DESCRIPTION OF THE TASK:
Reproduce word for word the part of the reptile enclosure thread below that runs from "## congo_python (Jun" up to and including "McFly (Jun 6, 2012)".

**** EXCERPT

Just get some hatchies then move house when they're too big for their enclosures. 
That's what I'm doing. I don't have enough space for my water monitor when he's fully grown, but we're selling up and moving within around 14 months (unless the market's still as crappy as it is now)


----------



## bohdi13 (Jun 3, 2012)

"dragonlover1" just get a perentie they dont get to big and good to handle


----------



## CaptainRatbag (Jun 3, 2012)

There is everything imaginable in the DIY section..... prolly better to look in there 

Then, if you comment on something, the thread will come back to the top


----------



## bohdi13 (Jun 6, 2012)

thanks mate... do go on there alot


----------



## konp69 (Jun 6, 2012)

Here's my DIY enclosure from a TV cabinet. It's also got a DIY background in it.


----------



## congo_python (Jun 6, 2012)

Here's my home made entertainment wall, my incubator i made years ago that is in someone else's possesion now and my latest heat matts/heat tiles.


----------



## McFly (Jun 6, 2012)

Made from scratch 3' long 1.5' wide 2.75' high glass filled bottom water proofed


----------



## bohdi13 (Jun 6, 2012)

nice enclosure mate some good hands you have on ya!

********
**** DATASET EXTRACT

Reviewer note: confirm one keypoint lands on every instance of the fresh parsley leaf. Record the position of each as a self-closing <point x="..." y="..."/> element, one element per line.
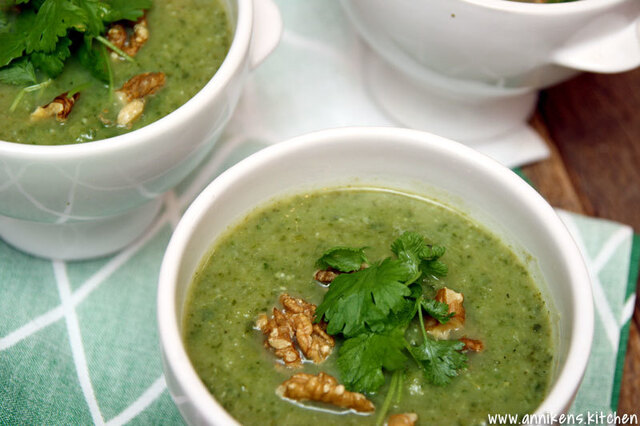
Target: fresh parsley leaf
<point x="13" y="39"/>
<point x="363" y="297"/>
<point x="362" y="358"/>
<point x="343" y="259"/>
<point x="408" y="248"/>
<point x="420" y="258"/>
<point x="52" y="63"/>
<point x="20" y="72"/>
<point x="127" y="9"/>
<point x="53" y="20"/>
<point x="95" y="11"/>
<point x="437" y="310"/>
<point x="440" y="360"/>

********

WORKED ANSWER:
## congo_python (Jun 6, 2012)

Here's my home made entertainment wall, my incubator i made years ago that is in someone else's possesion now and my latest heat matts/heat tiles.


----------



## McFly (Jun 6, 2012)